→ Activity:
For every record beneath this instruction, give an exact repetition, omitting images.

+++++

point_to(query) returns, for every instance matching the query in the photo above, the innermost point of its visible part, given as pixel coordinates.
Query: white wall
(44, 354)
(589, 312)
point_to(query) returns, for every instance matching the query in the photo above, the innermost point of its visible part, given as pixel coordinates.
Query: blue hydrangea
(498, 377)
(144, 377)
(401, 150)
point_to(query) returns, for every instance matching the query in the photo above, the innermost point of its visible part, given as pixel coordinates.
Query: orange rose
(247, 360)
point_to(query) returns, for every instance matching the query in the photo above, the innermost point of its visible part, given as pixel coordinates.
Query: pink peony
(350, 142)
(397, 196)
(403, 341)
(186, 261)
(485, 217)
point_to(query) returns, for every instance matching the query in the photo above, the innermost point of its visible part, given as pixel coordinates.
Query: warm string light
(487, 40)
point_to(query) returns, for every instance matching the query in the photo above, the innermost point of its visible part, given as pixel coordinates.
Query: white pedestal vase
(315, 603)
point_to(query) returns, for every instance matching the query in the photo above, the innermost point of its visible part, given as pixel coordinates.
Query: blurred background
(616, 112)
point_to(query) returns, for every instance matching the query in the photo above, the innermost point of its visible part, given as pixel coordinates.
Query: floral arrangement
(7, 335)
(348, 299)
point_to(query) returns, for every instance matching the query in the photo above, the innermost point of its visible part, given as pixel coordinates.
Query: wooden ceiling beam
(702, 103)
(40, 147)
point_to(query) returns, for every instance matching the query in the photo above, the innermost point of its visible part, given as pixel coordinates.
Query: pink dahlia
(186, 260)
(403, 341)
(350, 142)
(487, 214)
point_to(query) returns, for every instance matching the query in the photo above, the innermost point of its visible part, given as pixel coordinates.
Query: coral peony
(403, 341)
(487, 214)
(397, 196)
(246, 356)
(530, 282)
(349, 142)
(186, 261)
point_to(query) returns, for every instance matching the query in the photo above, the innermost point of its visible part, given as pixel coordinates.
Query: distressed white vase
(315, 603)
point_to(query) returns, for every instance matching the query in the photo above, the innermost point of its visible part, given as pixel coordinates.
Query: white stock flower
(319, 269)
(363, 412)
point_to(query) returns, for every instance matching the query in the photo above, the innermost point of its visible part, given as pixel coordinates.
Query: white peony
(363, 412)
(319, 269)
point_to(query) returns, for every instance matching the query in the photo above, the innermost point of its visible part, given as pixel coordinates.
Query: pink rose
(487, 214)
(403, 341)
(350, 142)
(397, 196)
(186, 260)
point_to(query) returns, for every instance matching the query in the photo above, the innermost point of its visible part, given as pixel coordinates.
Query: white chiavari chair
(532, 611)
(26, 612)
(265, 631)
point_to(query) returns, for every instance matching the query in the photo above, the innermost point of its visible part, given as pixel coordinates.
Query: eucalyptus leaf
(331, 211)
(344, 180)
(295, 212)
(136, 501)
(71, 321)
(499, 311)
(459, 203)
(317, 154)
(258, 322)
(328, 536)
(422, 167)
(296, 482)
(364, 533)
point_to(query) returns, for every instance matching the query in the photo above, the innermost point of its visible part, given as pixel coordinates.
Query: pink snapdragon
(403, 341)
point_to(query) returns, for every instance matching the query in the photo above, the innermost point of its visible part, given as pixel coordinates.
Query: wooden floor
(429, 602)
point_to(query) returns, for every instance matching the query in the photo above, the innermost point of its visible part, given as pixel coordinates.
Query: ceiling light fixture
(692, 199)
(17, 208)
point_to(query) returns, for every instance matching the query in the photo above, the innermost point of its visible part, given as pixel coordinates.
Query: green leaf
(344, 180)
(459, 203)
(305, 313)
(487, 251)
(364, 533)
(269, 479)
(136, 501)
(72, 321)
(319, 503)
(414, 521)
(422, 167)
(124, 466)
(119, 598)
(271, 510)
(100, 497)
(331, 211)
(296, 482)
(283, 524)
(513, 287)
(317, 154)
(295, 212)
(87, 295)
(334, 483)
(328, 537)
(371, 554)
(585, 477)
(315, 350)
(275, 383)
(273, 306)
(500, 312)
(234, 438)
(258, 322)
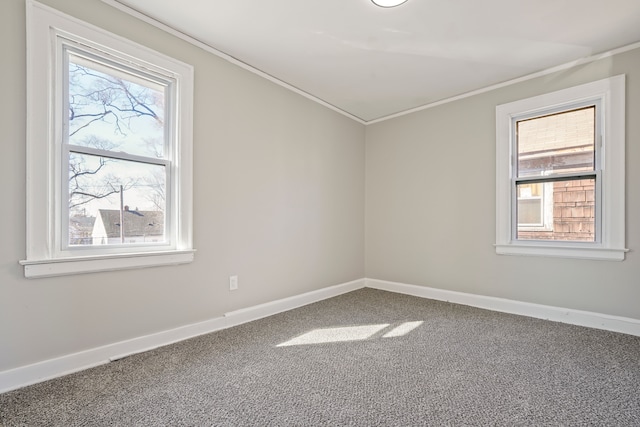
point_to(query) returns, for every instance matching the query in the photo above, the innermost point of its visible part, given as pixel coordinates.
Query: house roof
(136, 223)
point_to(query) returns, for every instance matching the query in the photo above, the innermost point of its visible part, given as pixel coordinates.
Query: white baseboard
(41, 371)
(589, 319)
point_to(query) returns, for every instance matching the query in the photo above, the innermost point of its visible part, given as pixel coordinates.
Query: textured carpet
(365, 358)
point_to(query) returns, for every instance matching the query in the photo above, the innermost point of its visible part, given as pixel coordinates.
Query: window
(560, 173)
(108, 151)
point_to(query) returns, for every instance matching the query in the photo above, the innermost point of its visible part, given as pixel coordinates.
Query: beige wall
(278, 200)
(430, 204)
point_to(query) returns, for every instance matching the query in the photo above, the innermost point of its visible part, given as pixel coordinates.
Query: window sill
(564, 251)
(79, 265)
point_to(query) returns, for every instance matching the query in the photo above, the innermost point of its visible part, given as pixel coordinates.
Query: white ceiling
(372, 62)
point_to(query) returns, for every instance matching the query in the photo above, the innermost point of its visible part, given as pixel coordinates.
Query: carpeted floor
(366, 358)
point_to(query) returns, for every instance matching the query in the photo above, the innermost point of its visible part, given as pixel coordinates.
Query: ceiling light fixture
(388, 3)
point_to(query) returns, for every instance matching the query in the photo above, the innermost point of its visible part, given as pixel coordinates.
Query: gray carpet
(461, 366)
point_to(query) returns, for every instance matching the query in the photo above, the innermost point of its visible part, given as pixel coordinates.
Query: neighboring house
(139, 226)
(80, 230)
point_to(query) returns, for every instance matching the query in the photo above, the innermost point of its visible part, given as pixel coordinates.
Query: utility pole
(121, 215)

+++++

→ Your solution:
point_to(query) returns, for every instance matching the query in the photo above, the innermost point of its visible part, given as pixel coordinates.
Query: white wall
(44, 354)
(589, 312)
point_to(query) returns, for every instance matching the query in the photo above, the innermost point of its visible part, given as pixel coordinates.
Query: blue hydrangea
(498, 377)
(144, 377)
(401, 150)
point_to(query) returns, for every instance matching the query in the photo above, the innermost point of its visible part, given as pixel coordinates.
Query: orange rose
(247, 360)
point_to(query) returns, for every instance matching the query in the photo above, the innermost point of its visible part, given as pixel coordinates.
Query: pink peony
(350, 142)
(397, 196)
(403, 341)
(186, 261)
(485, 217)
point_to(query) returns, for every instance matching the query in the photo above, the innermost point of its visible part, given as pixel coordinates.
Query: warm string light
(487, 40)
point_to(query) returns, for every instance matching the query in the photo above, the innermost point of its visible part, given as pixel coordinates.
Query: white pedestal vase
(315, 603)
point_to(query) returns, for every instance matching the query in the photo above, the innermost point of its visible part, given as pixel coordinates.
Query: blurred background
(616, 112)
point_to(query) returns, for every instance matching the query in the photo above, the innermost point of its visible part, given as pixel coordinates.
Query: floral arrangement
(7, 335)
(348, 299)
point_to(query) returns, for every instance matching the query in the photo above, the innermost point of its visible part, given as pixel coordinates.
Query: wooden ceiling beam
(702, 103)
(40, 147)
point_to(query) returns, for every instance matching the query in the photo above, the innermost point of its visible part, given as pixel coordinates.
Query: pink dahlia
(186, 260)
(403, 341)
(350, 142)
(487, 214)
point_to(query) returns, for every instance matching the query in the photo above, the innermost point of its visible part, given as pixel coordinates.
Query: coral peony
(403, 341)
(487, 214)
(397, 196)
(246, 356)
(530, 282)
(349, 142)
(186, 261)
point_to(query) returns, for every instance matching the query in the photo above, the innermost point of its visible part, given as pixel coordinates.
Query: distressed white vase
(315, 603)
point_to(query) returns, for every instance matching the query in the photo above, the innermost point of its visible part, given as pixel coordinates.
Query: white stock flower
(319, 269)
(363, 412)
point_to(query) returns, for every instance matching the query in the photo above, the innermost point of its visible part, given as pixel coordinates.
Query: white peony
(363, 412)
(319, 269)
point_to(query) returns, for every instance matching the query in the photo above, the innermost point of its visible part, given as pixel coordinates.
Query: pink rose
(487, 214)
(403, 341)
(350, 142)
(397, 196)
(186, 260)
point_to(query) returns, for every instance matching the query in the photo above, the innermost point of its visible part, given as pixel coordinates.
Query: white chiavari chair
(532, 611)
(26, 612)
(265, 631)
point_to(query) returns, for every instance matching the query in the photo above, the innermost point of its visible part, given as pixel coordinates.
Query: eucalyptus leaf
(331, 211)
(344, 180)
(295, 212)
(136, 501)
(71, 321)
(499, 311)
(459, 203)
(317, 154)
(258, 322)
(328, 536)
(422, 167)
(296, 482)
(364, 533)
point_to(query) returns, for every instance matching the query in the photo above, the innermost point of its visible part, given as pixel coordinates.
Query: pink snapdragon
(403, 341)
point_to(query) returns, for every instance matching the query in the photo above, the innermost point of its visible part, given as pixel coordinates.
Query: wooden floor
(429, 602)
point_to(query) returns, for every instance matching the query in the photo above, the innermost point of its visible part, given as pixel coordinates.
Query: ceiling light fixture
(692, 199)
(17, 208)
point_to(query) returns, for every instance matching the query in the photo above, the innermost point of its visible part, given as pixel coordinates.
Query: green leaf
(344, 180)
(459, 203)
(305, 313)
(487, 251)
(364, 533)
(269, 479)
(136, 501)
(72, 321)
(319, 503)
(414, 521)
(422, 167)
(124, 466)
(119, 598)
(271, 510)
(100, 497)
(331, 211)
(296, 482)
(283, 524)
(513, 287)
(317, 154)
(295, 212)
(87, 295)
(334, 483)
(328, 537)
(371, 554)
(585, 477)
(315, 350)
(275, 383)
(273, 306)
(500, 312)
(234, 438)
(258, 322)
point_to(query) returns, for every instance matching the query in the photo above, the innermost point of its visible part, given as pixel coordinates.
Query: house roof
(136, 223)
point_to(query) returns, for every instance matching the query in the photo above, the innermost point of its visible part, given as pixel coordinates.
Query: white baseboard
(41, 371)
(589, 319)
point_to(query) returns, for every instance matching the query in the photo above, the innermost point of its visible part, given as pixel coordinates.
Query: textured carpet
(365, 358)
point_to(query) returns, for every instance matching the query in the photo above, the innermost point of its visible part, given as pixel coordinates.
Query: window
(560, 173)
(108, 151)
point_to(query) returns, for every instance matching the query in the photo above, the innermost point of its visible part, given as pixel coordinates.
Query: beige wall
(278, 200)
(430, 204)
point_to(query) returns, for every instance matching the query in the photo above, the innermost point of its visible part, given as pixel coordinates.
Query: window sill
(564, 251)
(79, 265)
point_to(query) returns, for every instance matching the query in the photo above, the innermost point of its visible part, given as pixel coordinates.
Query: white ceiling
(372, 62)
point_to(query) returns, for every instance matching the query in the photo above, the innermost point of its visible part, given as pixel coordinates.
Query: carpeted floor
(366, 358)
point_to(query) returns, for every instance matching the query in the photo above, the innermost point of its visible part, given as pixel coordinates.
Query: ceiling light fixture
(388, 3)
point_to(query) returns, for every instance matching the query in the photo above, the innermost point of its visible part, given as pixel coordinates.
Query: gray carpet
(461, 366)
point_to(query) returns, for every instance matching the query in the photo above, the innermost point of its visible part, given as pixel coordinates.
Query: neighboring house
(139, 226)
(80, 230)
point_to(query) returns, for every instance matching the query in the photo above, the innermost point of its visible part, given as pixel coordinates.
Query: utility pole
(121, 215)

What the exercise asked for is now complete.